[begin EXTRACTED ENTRIES]

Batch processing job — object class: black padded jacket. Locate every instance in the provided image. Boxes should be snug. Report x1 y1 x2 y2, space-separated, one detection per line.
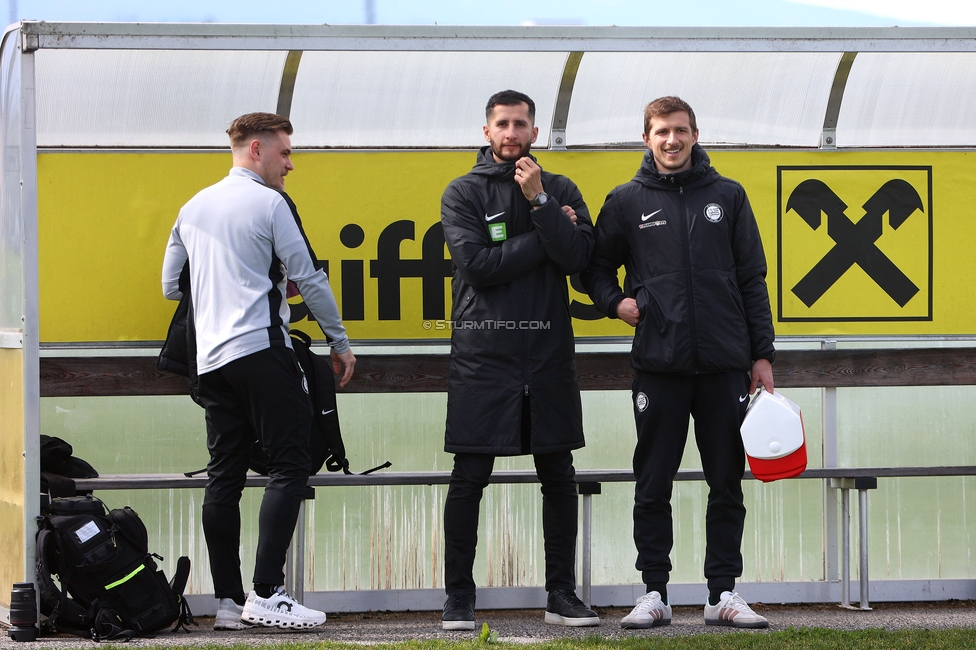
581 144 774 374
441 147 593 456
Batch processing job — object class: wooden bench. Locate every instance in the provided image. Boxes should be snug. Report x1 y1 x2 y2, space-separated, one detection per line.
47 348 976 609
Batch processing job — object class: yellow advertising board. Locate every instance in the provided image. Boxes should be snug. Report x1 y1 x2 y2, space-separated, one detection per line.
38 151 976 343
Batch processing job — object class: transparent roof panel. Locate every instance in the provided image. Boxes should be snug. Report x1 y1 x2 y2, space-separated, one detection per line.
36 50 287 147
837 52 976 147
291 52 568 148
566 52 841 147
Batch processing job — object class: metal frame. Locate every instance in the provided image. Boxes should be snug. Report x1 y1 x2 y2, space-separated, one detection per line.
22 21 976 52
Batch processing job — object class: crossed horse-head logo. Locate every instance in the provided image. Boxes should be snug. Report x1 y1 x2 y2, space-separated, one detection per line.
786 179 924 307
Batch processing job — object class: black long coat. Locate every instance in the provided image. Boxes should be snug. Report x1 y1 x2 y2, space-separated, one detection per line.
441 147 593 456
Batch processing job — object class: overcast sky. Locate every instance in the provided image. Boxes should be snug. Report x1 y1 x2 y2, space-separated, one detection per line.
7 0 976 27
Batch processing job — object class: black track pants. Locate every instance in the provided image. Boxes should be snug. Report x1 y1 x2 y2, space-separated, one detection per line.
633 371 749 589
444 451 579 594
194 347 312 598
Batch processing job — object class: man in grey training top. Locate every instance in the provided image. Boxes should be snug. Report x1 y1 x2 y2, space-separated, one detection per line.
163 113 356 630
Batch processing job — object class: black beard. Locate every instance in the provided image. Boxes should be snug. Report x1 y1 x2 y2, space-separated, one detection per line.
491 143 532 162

[end EXTRACTED ENTRIES]

== WHAT THE TASK REQUIRES ==
Write out the data starting at the line containing "Batch processing job — object class: man" and ending at the end of the data, with "snug" replaced by "tight" and nothing else changed.

== RESPONSE TO THIS EXERCISE ==
Batch processing job — object class: man in grey training top. Locate every instance in the provided image. Boxes should be tight. Report x1 y1 x2 y2, space-separated, one detection per line.
163 113 356 630
Batch processing job — object class: black beard. Locate every instance in the provided image. Boxes should be tight. Report x1 y1 x2 y2, space-separated, one detection per line.
491 143 532 162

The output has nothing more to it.